ЦЕЛЬ ЗАДАНИЯ =>
Перепечатайте приведенный ниже отрывок о Гумилеве и Блоке целиком, слово в слово.

ОТРЫВОК =>
# # # # #
Забыв о своем фрачном великолепии, Гумилев орал вместе со всем залом «Блок! Блок!», отбивая себе ладоши. Неподалеку, громко возмущался обидевшийся на «чиновника» Михаил Кристи:
– Вот уж не думал, что Блок, написавший «Двенадцать», позволит себе на публике такой выпад!
– Незабываемая речь, – провозгласил, чтобы все слышали, Гумилев. – Потрясающая речь. Ее можно только сравнить с речью Достоевского на открытии памятника Пушкину. Возможно, она тоже, как речь Достоевского, когда ее напечатают, многое потеряет. Только те, кто сами слышали…
«Блок несуетливо и медленно разговаривал потом с Гумилевым», – зафиксировал в дневнике Корней Чуковский.
# # # # #
ПРЕДОСТАВЛЕННЫЙ МАТЕРИАЛ =>
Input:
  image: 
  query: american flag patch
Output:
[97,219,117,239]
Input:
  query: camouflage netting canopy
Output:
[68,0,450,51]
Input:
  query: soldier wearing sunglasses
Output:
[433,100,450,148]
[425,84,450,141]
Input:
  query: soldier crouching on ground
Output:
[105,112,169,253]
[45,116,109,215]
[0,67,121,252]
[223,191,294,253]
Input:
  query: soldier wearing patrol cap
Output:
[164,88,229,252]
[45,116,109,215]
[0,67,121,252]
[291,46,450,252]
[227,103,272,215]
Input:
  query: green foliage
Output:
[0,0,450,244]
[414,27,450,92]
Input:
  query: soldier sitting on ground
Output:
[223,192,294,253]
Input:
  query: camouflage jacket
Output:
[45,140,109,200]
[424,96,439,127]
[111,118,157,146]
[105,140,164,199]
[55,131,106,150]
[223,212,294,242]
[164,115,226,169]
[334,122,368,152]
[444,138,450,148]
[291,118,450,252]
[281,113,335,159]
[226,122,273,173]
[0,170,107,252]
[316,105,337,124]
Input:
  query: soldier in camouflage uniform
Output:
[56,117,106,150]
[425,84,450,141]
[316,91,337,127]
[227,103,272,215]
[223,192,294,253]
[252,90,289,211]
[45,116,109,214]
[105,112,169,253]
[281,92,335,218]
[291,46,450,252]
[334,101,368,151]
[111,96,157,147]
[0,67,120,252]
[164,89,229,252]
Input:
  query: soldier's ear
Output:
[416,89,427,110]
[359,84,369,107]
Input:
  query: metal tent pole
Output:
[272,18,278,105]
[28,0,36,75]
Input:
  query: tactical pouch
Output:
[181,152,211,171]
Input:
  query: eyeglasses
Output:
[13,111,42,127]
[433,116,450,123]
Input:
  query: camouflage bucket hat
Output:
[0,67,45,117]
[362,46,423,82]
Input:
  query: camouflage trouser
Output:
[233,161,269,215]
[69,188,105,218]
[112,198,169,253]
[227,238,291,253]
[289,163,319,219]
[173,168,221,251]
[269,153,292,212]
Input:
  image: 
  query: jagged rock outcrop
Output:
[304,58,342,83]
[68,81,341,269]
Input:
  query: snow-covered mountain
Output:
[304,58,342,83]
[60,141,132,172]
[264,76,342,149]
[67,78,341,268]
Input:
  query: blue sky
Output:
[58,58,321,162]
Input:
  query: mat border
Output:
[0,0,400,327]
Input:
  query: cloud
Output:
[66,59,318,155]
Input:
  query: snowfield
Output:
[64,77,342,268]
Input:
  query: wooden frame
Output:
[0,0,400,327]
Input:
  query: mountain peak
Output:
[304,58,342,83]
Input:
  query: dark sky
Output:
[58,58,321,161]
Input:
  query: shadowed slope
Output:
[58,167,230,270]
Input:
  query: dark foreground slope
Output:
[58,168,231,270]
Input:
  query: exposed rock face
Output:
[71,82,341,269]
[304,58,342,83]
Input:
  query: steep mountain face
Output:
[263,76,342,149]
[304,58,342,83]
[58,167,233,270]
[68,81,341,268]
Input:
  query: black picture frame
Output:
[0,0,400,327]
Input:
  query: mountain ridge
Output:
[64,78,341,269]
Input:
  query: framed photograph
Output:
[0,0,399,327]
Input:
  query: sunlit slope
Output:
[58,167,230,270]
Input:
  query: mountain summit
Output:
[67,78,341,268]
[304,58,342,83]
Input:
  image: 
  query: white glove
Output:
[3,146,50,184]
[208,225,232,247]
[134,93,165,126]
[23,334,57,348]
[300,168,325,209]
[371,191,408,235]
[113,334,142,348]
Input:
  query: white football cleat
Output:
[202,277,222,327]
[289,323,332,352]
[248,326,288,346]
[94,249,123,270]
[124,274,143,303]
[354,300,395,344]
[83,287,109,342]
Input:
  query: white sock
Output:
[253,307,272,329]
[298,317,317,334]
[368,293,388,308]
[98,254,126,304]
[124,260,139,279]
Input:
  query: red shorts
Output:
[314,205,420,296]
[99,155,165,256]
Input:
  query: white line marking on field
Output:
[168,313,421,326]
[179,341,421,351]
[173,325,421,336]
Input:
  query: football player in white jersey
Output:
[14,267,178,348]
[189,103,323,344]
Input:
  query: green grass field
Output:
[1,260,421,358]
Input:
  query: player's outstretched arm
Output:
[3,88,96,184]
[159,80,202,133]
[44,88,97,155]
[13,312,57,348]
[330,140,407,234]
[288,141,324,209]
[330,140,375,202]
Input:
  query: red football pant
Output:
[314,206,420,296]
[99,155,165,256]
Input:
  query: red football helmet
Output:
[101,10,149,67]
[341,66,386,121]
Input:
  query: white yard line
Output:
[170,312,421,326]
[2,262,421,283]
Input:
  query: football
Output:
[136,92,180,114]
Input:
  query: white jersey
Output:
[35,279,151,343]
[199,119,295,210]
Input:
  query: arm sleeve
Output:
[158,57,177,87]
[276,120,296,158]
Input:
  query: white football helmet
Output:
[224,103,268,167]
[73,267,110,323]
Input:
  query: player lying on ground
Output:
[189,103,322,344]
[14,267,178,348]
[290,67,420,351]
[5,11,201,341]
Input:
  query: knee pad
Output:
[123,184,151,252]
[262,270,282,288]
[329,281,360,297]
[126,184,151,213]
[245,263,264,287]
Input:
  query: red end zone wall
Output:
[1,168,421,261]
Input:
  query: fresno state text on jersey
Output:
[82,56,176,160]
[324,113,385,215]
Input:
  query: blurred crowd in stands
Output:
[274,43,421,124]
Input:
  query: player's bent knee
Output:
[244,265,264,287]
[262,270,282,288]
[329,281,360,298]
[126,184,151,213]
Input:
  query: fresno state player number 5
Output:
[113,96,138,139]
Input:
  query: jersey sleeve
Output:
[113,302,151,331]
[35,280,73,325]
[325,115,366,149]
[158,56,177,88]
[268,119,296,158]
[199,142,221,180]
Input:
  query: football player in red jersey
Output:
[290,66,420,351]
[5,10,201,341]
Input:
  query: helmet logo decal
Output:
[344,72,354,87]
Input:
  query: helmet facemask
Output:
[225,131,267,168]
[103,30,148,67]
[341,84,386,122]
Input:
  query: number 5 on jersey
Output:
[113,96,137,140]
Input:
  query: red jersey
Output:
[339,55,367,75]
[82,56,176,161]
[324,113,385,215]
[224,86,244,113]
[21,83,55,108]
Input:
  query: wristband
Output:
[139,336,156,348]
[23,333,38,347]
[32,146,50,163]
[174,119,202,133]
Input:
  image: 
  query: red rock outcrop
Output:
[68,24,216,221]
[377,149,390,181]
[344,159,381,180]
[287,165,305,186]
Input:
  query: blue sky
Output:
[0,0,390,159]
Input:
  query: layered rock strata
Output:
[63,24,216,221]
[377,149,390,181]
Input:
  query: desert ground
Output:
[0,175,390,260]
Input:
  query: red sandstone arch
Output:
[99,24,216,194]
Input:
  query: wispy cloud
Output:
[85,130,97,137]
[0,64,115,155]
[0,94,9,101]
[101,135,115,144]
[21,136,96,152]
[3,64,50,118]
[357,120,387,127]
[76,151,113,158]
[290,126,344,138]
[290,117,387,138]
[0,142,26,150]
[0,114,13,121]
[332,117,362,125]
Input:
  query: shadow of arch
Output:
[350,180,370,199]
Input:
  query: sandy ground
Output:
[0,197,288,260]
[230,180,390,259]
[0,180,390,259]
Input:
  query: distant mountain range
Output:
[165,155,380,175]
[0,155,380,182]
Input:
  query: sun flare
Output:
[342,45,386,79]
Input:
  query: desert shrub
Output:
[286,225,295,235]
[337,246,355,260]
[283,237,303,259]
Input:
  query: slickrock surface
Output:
# # # # #
РЕШЕНИЕ =>
Забыв о своем фрачном великолепии, Гумилев орал вместе со всем залом «Блок! Блок!», отбивая себе ладоши. Неподалеку, громко возмущался обидевшийся на «чиновника» Михаил Кристи:
– Вот уж не думал, что Блок, написавший «Двенадцать», позволит себе на публике такой выпад!
– Незабываемая речь, – провозгласил, чтобы все слышали, Гумилев. – Потрясающая речь. Ее можно только сравнить с речью Достоевского на открытии памятника Пушкину. Возможно, она тоже, как речь Достоевского, когда ее напечатают, многое потеряет. Только те, кто сами слышали…
«Блок несуетливо и медленно разговаривал потом с Гумилевым», – зафиксировал в дневнике Корней Чуковский.